= DOCUMENT EXCERPT =

--- START ---

I am thinking, now, of the Dakota-Access Pipeline, and wondering when we will stop treating cancer and poisonings, oil spills and wildlife extirpation as the unlucky results of progress when they are, in fact, warning signs that we are killing ourselves with greed. I am thinking, now, of the brave native people at Standing Rock who have not allowed dogs or pepper spray or fire hoses to intimidate them into submission.

In Ohio, we grow up sheltered from the oppression and poverty of native people in our country, but it is a mistake to portray American Indians as relics of the past. They are our neighbors, our co-workers, and friends. Despite over 500 years of violence and cultural suppression, the first people of this land remain proud and stand their ground. The same goes for our environment–the first and best source of life. A clear stream may flow from our sinks today, but that doesn’t mean our health is secure tomorrow. Fish may have returned to the Cuyahoga River, but it is wrong to believe our fight ends here.

This Thanksgiving, I urge you to read up on the Dakota Access Pipeline and consider the story of the Cuyahoga River, a beautiful, life-giving waterway with soft, round curves throughout its 100-mile journey to Lake Erie. We choked it nearly to death with oil and waste and allowed the plague of human industry to spread into the Lake. That was almost 50 years ago, but we cannot grow complacent as the struggle continues elsewhere.

There are people on this very day who are standing in the freezing cold, standing up to a longtime bully that has tried to strip them of their dignity for centuries. Cleveland, perhaps more than anywhere else, should know the value of our rivers. Cleveland, perhaps more than anywhere else, should understand that, though our environment is the first victim of unchecked progress, we are the second. Water is life, plain and simple, and history is a dire warning to do better or perish. This Thanksgiving, I stand with Standing Rock, and I hope you will, too.

--- END ---

= WORK TASK =
In the text on Standing Rock, rewrite the part that begins at the words "There are people" and stops after "you will, too.", changing "freezing cold" to "bitter cold".

= DATASET EXTRACT =
--- START ---

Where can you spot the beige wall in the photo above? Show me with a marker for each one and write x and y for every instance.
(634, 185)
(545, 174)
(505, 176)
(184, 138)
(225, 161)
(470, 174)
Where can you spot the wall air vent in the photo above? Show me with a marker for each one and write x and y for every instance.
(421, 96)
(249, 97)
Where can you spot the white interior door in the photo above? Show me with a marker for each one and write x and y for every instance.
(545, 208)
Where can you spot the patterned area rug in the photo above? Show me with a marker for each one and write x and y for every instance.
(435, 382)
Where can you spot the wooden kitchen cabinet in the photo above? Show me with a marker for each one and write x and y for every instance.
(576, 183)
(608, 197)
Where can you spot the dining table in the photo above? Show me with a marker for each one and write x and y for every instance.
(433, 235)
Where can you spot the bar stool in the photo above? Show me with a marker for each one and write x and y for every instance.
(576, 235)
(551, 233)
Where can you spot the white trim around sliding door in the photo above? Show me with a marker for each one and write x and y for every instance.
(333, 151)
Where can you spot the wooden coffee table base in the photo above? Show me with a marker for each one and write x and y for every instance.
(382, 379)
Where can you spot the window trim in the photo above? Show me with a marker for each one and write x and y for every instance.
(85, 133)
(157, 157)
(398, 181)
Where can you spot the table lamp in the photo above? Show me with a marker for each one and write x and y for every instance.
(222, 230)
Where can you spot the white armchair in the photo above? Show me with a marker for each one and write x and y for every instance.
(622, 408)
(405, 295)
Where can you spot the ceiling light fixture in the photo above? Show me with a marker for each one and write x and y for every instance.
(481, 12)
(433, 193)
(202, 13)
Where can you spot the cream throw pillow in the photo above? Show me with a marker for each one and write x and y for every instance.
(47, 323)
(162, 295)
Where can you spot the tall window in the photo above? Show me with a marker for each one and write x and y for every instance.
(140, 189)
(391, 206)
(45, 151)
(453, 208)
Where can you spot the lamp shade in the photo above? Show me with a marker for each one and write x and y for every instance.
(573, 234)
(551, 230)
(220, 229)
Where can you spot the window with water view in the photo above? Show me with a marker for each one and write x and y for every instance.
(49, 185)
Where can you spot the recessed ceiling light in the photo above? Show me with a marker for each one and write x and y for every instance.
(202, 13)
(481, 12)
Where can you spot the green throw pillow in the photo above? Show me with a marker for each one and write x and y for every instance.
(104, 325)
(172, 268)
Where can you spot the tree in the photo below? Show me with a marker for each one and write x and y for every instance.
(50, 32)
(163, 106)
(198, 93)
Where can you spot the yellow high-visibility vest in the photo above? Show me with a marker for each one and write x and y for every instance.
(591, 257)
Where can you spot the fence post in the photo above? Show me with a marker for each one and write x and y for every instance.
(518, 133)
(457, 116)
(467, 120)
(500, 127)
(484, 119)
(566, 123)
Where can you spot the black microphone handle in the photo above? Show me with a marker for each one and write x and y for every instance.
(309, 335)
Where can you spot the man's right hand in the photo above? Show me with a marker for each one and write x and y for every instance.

--- END ---

= SOLUTION FOR THIS TASK =
There are people on this very day who are standing in the bitter cold, standing up to a longtime bully that has tried to strip them of their dignity for centuries. Cleveland, perhaps more than anywhere else, should know the value of our rivers. Cleveland, perhaps more than anywhere else, should understand that, though our environment is the first victim of unchecked progress, we are the second. Water is life, plain and simple, and history is a dire warning to do better or perish. This Thanksgiving, I stand with Standing Rock, and I hope you will, too.